--- Page text ---

JRD was to call this arbitrary. He met Jawaharlal Nehru, but despite best of relations, could not prevent it. Asked to meet Babu Jagjivan Ram, then in charge of civil aviation, JRD was simply informed of the Cabinet decision. The die was cast. Nehru persuaded JRD to remain the Chairman.

Always ready for a national cause, JRD set about building a national airline. Only he could have counselled men against growing long sideburns and women in the crew on tying their hair in a bun that is not larger than their face, or what lipstick to use.

His aides Bobby Kooka and Umesh Rao had in 1946 already created Maharajah, the exotic mascot who never ruled a state, but went on to rule the hearts of its fliers. He became one of India’s most recognizable symbols. In bright destination-driven promotional posters he would appear as a Brit with a bowler hat and umbrella; a Frenchman with a beret; a ruddy, alpine climber from Switzerland or one on an African safari.

The present-day fliers would not know that AI once had one of the best in-service and was among the most-flown airlines. Maharajah definitely ruled the skies and still flies amidst growing competition from minnows. But it never got over the government-corporate cultural and operational contradictions. The momentum Tata gave Air India outlived JRD’s unceremonious sacking in 1978 by Prime Minister Morarji Desai. Thanks to covetous bureaucrats and demanding politicians, the rot set within and competition outside, set in the 1990s. The economic reforms’ launch with new airlines born made AI untenable, but has taken three decades of mounting losses and worse to resolve.

Being the sole owner, the government was hit by a scare that some foreign court might attach and seize an AI aircraft against any dues in dispute. A British firm actually made such a move recently when a PIA aircraft was seized in Malaysia, forcing Pakistan to pay up.

---

= Required work =
Please write out the passage on Air India word for word, starting at "Always ready for" and ending at "lipstick to use.".

--- The data ---

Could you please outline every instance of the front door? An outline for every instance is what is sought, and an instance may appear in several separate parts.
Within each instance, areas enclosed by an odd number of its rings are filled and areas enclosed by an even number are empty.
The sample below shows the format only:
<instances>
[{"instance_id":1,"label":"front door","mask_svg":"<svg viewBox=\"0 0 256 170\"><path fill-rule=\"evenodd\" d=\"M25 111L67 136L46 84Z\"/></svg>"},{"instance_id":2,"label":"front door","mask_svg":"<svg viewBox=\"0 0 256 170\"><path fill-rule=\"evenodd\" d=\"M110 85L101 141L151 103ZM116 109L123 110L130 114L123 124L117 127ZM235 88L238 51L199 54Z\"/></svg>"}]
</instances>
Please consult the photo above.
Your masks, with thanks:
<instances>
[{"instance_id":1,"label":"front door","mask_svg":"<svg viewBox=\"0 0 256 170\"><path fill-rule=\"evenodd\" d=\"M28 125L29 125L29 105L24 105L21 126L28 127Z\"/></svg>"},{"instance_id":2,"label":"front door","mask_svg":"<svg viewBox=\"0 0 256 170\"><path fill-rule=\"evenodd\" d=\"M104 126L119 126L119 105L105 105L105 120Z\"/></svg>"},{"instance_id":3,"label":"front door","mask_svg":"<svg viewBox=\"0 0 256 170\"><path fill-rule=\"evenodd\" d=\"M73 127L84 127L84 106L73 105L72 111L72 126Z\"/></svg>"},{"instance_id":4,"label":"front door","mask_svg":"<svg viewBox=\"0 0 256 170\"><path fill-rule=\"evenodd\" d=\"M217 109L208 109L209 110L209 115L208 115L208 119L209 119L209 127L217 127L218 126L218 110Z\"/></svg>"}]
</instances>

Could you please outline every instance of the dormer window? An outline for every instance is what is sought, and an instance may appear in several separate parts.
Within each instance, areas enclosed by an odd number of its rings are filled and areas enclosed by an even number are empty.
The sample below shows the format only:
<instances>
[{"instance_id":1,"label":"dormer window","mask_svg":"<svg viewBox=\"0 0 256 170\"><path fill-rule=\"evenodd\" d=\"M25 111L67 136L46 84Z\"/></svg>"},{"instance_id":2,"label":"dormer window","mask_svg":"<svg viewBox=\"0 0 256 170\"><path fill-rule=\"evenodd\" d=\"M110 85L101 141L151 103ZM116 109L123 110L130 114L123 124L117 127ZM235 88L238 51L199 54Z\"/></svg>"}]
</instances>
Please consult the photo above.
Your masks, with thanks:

---

= Reply to the task =
Always ready for a national cause, JRD set about building a national airline. Only he could have counselled men against growing long sideburns and women in the crew on tying their hair in a bun that is not larger than their face, or what lipstick to use.